• **Work order A**:
According to the text on GPT-4o image encoding, how do users work around OCR hallucinations on large or multi-page images?
• **Work order B**:
Reproduce the text on GPT-4o image encoding from "How Does GPT-4o" up to and including "potential context‑window optimization.", substituting "grid experiment" for "grid test".

Text segment START

How Does GPT-4o Encode Images?

Experiments on GPT‑4o Image Encoding

  • Commenters like the 7×7 colored‑shape grid test; similar experiments with 512×512 images found that an “85‑token” image can yield more text than 85 text tokens.
  • People confirm the article’s observation that models can extract >170 text tokens worth of information from a single image and see this as a potential context‑window optimization.

How Images Might Be Tokenized

  • Several hypotheses: CNN pyramid with 13×13 feature tiles, ViT‑style encoders, or VQGAN/VQVAE compressing 512×512 into ~13×13 image tokens.
  • Others suggest a separate vision encoder that projects tiles into the same embedding space as text tokens (CLIP/LLava‑style).
  • Debate over whether image “170 tokens” is real tokens vs an accounting approximation; most assume they do become tokens so attention can work.

Image Generation and Multimodality

  • Some argue GPT‑4o must have native image tokens because its claimed image‑generation and fine control surpass what prompting a separate text‑to‑image model could do.
  • Others note current ChatGPT behavior still looks like it’s calling DALL·E; there’s disagreement and no definitive proof in the thread.

OCR Performance and Failure Modes

  • Multiple reports of excellent OCR on single pages but severe hallucinations on large or multi‑page images, likely due to downscaling/tiling limits.
  • Users respond by splitting PDFs into page images and feeding them separately; some are building pipelines around this.

Documentation, Resizing, and Tiling Concerns

  • Strong frustration at limited, vague documentation about image handling, especially resizing thresholds, tiling behavior, and how cross‑tile content is treated.
  • OpenAI’s stated low/high‑resolution modes (e.g., 1024 vs 2048 with tiling) help, but many practical questions remain “unclear.”

Use of External OCR and Tesseract Debate

  • One claim in the article that Tesseract might be in the loop is widely doubted; commenters cite Tesseract’s poor accuracy on handwriting, distortion, and complex layouts.
  • Others say combining a rough OCR output with an LLM can improve overall OCR; one anecdote mentions an internal error referencing a Tesseract script.
  • Some expect any OCR component to be a modern, in‑house model if used at all.

Tokens, Embeddings, and Future Directions

  • Discussion clarifies: text tokens use a lookup table for input embeddings, but images can be mapped by any learned encoder.
  • Debate on whether image tokens share the same vocabulary as text, or are marked by “mode” tokens.
  • Several speculate that future systems may move from discrete tokens toward more flexible, variable‑length embeddings.

OCR Tools and Ecosystem

  • Many note that dedicated cloud OCR APIs outperform open‑source tools and current vision LLMs on reliability and structured extraction, especially for tables.
  • Open‑source alternatives mentioned as better than Tesseract include PaddleOCR, SuryaOCR, Doctr, and some multimodal LLMs; experiences vary from “disappointing” to “remarkably good.”
  • There is a strong call for a modern, open‑source, non‑LLM OCR system, including for handwriting.

Hallucinations, Reliability, and Use Cases

  • Commenters stress that image LLMs can confidently hallucinate plausible but false content, making them risky for data journalism or high‑stakes workflows without verification.
  • Suggested stance: treat them like fallible human workers; design processes that detect or tolerate errors, or avoid them where that’s impossible.

Cost, Arbitrage, and Practical Workarounds

  • The article’s point that sending text as an image can be cheaper in tokens prompts talk of “arbitrage” by API wrappers, though added image‑generation overhead might erase benefits.
  • Some are curious whether response time scales with textual content inside the image, which could indicate hidden OCR steps, but this remains untested and unclear.

Text segment END
Extracted material START

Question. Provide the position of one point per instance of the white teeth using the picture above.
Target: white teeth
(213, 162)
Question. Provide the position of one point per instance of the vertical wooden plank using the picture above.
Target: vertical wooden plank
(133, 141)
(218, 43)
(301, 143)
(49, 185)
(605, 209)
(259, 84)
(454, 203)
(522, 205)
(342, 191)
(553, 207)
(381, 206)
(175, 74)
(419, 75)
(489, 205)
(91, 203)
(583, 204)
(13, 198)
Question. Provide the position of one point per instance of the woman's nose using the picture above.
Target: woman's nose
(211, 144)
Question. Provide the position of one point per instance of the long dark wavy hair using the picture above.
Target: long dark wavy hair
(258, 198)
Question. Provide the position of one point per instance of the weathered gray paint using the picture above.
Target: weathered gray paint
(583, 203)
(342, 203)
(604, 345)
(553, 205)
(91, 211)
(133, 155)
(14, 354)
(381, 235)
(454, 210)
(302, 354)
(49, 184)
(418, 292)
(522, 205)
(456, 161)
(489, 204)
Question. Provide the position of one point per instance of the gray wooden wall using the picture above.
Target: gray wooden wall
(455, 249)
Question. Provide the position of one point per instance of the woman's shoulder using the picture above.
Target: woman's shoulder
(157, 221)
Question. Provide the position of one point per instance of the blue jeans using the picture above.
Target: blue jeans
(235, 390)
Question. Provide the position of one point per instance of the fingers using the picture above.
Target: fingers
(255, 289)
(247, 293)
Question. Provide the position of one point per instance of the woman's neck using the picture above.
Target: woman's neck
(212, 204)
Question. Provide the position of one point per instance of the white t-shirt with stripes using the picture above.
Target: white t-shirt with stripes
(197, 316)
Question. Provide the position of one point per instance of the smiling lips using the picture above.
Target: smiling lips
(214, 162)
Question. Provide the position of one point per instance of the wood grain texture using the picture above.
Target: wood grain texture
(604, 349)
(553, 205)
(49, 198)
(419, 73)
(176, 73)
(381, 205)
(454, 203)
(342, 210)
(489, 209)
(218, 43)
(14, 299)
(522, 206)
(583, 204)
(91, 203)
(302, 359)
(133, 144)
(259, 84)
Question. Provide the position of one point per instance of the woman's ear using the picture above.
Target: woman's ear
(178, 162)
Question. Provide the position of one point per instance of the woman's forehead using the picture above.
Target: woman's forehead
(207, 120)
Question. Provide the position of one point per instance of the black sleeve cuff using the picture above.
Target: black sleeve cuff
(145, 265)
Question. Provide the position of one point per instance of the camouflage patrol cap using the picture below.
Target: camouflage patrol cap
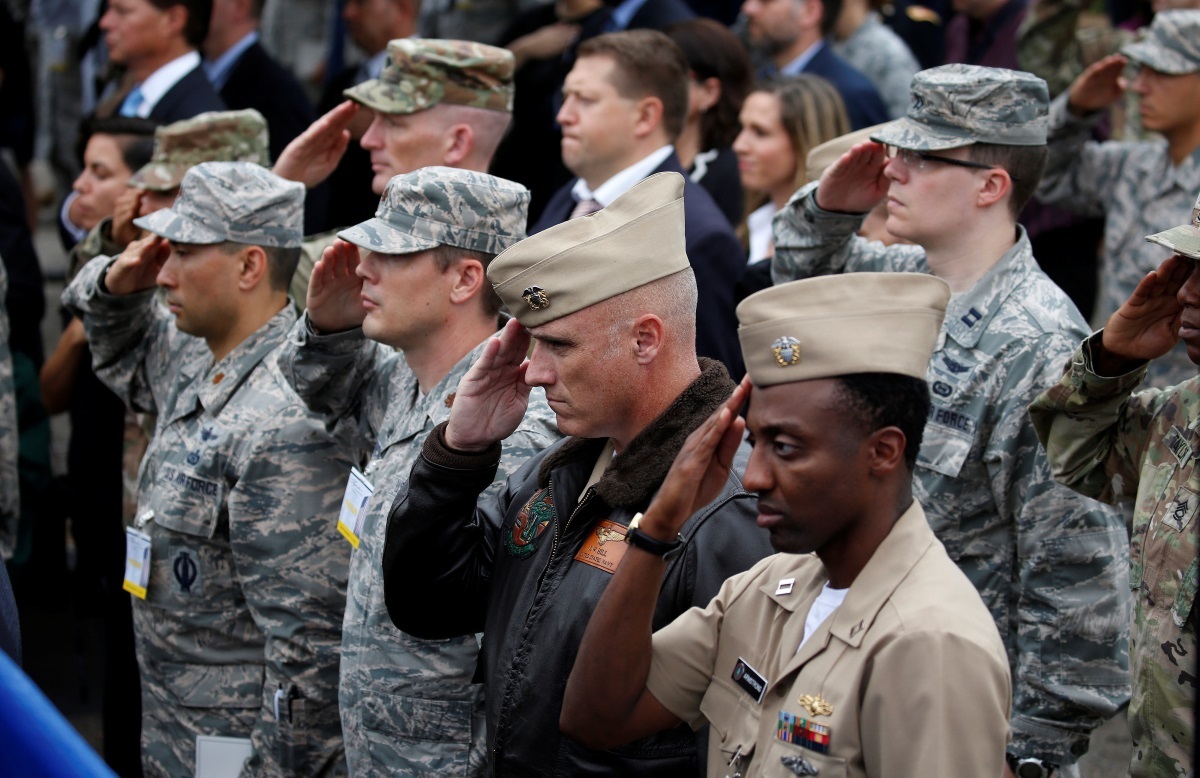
(217, 136)
(959, 105)
(240, 202)
(843, 324)
(634, 240)
(448, 207)
(420, 73)
(1183, 240)
(1171, 46)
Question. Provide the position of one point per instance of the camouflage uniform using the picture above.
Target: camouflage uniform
(882, 57)
(1116, 446)
(408, 706)
(10, 502)
(239, 632)
(1049, 564)
(418, 75)
(1134, 185)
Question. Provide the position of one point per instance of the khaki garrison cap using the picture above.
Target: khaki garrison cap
(217, 136)
(444, 207)
(239, 202)
(1183, 240)
(1173, 45)
(843, 324)
(420, 73)
(959, 105)
(573, 265)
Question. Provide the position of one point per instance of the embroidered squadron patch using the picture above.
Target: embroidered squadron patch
(537, 298)
(532, 521)
(787, 351)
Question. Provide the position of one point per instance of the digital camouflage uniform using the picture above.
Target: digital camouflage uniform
(880, 54)
(408, 706)
(10, 502)
(1134, 185)
(418, 75)
(238, 491)
(1110, 443)
(1049, 564)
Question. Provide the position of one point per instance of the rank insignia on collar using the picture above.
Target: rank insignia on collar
(816, 705)
(787, 351)
(537, 298)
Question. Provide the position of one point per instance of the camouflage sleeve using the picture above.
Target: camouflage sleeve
(813, 241)
(1071, 580)
(1080, 173)
(337, 376)
(135, 347)
(293, 566)
(10, 501)
(1093, 432)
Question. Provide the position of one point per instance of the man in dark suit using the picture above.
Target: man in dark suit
(791, 36)
(247, 77)
(623, 105)
(156, 42)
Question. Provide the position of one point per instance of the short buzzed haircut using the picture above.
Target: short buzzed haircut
(648, 64)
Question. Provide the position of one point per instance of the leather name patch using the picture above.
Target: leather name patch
(605, 546)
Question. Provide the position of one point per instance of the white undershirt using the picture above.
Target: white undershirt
(827, 602)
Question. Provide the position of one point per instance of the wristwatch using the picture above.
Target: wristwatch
(635, 537)
(1030, 766)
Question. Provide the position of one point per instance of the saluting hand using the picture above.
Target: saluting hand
(492, 396)
(855, 184)
(315, 154)
(1098, 87)
(334, 299)
(1147, 324)
(700, 470)
(137, 267)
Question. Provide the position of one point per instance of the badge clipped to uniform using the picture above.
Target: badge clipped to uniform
(137, 562)
(354, 502)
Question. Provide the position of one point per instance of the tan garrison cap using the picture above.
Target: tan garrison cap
(843, 324)
(219, 136)
(635, 240)
(420, 73)
(829, 151)
(1183, 240)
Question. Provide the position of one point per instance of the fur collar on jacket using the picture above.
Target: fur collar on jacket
(633, 478)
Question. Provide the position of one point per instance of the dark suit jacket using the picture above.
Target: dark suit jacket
(864, 107)
(715, 258)
(261, 83)
(190, 96)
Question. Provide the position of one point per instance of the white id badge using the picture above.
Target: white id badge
(137, 562)
(354, 503)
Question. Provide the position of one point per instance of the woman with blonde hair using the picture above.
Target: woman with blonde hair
(783, 119)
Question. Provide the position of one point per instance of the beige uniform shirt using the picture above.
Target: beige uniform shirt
(909, 676)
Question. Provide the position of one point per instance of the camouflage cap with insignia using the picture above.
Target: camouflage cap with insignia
(449, 207)
(843, 324)
(1171, 46)
(958, 105)
(635, 240)
(420, 73)
(217, 136)
(239, 202)
(1183, 240)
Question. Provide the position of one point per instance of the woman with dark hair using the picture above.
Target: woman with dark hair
(783, 119)
(720, 78)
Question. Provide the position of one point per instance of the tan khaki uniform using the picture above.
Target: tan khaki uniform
(911, 665)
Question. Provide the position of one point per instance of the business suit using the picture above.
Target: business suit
(258, 82)
(715, 258)
(189, 96)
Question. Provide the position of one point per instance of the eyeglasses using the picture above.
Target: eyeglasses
(916, 160)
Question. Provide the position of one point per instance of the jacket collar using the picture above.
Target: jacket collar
(633, 478)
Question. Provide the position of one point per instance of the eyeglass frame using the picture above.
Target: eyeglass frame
(893, 151)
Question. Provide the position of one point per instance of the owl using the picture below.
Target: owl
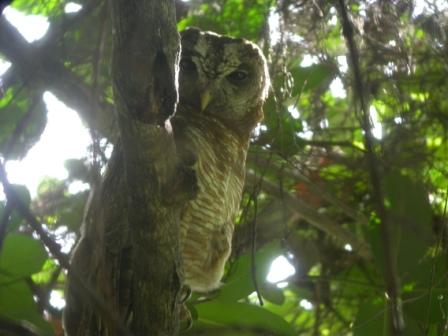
(223, 83)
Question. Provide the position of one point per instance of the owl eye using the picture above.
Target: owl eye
(187, 65)
(238, 75)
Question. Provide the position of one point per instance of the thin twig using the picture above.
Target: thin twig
(54, 248)
(391, 275)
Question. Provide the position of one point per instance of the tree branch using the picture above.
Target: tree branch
(145, 53)
(306, 212)
(391, 275)
(38, 68)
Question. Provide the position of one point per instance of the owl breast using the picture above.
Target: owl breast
(207, 221)
(223, 83)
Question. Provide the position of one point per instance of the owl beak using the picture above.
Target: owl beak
(205, 100)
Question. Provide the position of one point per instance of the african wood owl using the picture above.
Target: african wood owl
(223, 83)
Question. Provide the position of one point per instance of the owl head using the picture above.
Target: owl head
(222, 77)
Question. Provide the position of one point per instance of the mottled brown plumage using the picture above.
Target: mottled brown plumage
(223, 83)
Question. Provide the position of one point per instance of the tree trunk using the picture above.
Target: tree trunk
(129, 250)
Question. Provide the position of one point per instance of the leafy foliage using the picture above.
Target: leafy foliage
(309, 195)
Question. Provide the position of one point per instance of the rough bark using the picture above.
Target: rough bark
(129, 249)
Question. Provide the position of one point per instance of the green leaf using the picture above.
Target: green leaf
(371, 320)
(243, 315)
(272, 293)
(20, 257)
(22, 110)
(239, 283)
(411, 215)
(309, 78)
(17, 303)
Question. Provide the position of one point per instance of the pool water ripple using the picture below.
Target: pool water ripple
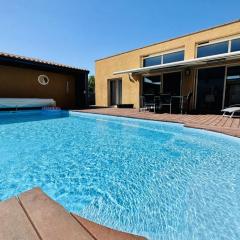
(160, 180)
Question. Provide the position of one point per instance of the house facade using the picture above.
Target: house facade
(204, 63)
(20, 77)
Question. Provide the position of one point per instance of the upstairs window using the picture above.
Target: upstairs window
(173, 57)
(152, 61)
(235, 45)
(212, 49)
(163, 59)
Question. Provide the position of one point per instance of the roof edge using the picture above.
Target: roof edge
(170, 39)
(40, 61)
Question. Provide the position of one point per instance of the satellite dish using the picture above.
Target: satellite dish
(43, 80)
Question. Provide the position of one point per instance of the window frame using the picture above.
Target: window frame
(161, 55)
(226, 39)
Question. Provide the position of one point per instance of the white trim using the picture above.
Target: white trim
(163, 53)
(161, 75)
(219, 40)
(185, 63)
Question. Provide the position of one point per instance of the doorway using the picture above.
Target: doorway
(172, 83)
(115, 90)
(210, 89)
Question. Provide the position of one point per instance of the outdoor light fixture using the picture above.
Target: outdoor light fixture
(43, 80)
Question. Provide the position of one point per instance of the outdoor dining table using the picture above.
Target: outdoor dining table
(181, 101)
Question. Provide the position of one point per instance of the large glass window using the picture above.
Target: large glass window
(235, 45)
(151, 61)
(212, 49)
(232, 94)
(173, 57)
(210, 89)
(151, 85)
(162, 59)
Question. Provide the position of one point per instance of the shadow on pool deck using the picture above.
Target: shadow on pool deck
(35, 216)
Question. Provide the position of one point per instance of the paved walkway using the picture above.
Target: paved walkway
(35, 216)
(216, 123)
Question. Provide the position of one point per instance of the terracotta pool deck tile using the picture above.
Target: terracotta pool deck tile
(104, 233)
(50, 219)
(35, 216)
(216, 123)
(14, 224)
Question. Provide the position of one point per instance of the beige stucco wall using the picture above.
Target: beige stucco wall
(133, 59)
(18, 82)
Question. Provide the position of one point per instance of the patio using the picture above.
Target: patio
(215, 123)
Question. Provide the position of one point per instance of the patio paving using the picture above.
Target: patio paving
(35, 216)
(216, 123)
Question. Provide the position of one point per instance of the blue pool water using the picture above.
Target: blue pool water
(155, 179)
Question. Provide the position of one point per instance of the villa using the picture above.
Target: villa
(70, 171)
(204, 65)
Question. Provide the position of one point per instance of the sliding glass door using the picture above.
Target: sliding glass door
(210, 88)
(232, 93)
(115, 89)
(172, 83)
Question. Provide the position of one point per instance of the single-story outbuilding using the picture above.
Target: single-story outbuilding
(23, 77)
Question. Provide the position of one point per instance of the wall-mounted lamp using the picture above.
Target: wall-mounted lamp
(187, 71)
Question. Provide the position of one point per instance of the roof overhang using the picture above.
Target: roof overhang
(184, 64)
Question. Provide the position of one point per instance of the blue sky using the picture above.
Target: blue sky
(79, 32)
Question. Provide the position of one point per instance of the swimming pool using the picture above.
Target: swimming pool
(155, 179)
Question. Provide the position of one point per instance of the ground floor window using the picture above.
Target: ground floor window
(217, 87)
(210, 89)
(232, 93)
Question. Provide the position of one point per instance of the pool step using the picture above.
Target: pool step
(35, 216)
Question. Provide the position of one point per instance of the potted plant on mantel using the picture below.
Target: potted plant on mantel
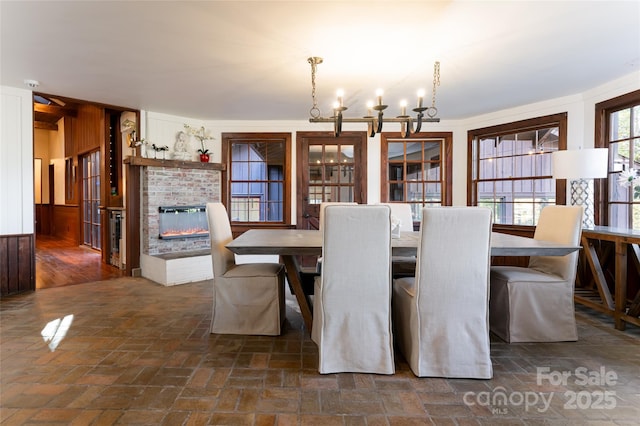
(202, 135)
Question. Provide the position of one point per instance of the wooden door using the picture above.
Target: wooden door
(329, 169)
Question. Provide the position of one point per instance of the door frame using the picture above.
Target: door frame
(302, 162)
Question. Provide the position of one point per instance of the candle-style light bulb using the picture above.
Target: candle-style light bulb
(379, 94)
(340, 94)
(369, 107)
(420, 97)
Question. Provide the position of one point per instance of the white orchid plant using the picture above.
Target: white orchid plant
(631, 178)
(201, 134)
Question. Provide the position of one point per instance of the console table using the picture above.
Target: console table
(624, 242)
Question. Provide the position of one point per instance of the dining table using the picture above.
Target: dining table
(291, 243)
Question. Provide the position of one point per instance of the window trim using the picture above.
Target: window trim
(227, 140)
(602, 111)
(559, 120)
(446, 162)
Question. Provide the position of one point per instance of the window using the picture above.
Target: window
(256, 177)
(618, 128)
(416, 170)
(511, 168)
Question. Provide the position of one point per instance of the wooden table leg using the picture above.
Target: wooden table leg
(293, 276)
(621, 284)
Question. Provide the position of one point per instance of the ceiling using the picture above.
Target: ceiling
(247, 60)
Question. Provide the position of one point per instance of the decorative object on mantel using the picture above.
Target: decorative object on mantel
(202, 135)
(630, 178)
(133, 143)
(157, 149)
(374, 124)
(181, 148)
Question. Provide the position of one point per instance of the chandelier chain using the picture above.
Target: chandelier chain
(314, 111)
(436, 82)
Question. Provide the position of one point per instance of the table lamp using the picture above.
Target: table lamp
(581, 166)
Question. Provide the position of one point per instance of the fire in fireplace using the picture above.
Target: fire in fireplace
(183, 222)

Extracted material END

• **Solution A**:
They split PDFs into page images and feed them to the model separately.

• **Solution B**:
How Does GPT-4o Encode Images?

Experiments on GPT‑4o Image Encoding

  • Commenters like the 7×7 colored‑shape grid experiment; similar experiments with 512×512 images found that an “85‑token” image can yield more text than 85 text tokens.
  • People confirm the article’s observation that models can extract >170 text tokens worth of information from a single image and see this as a potential context‑window optimization.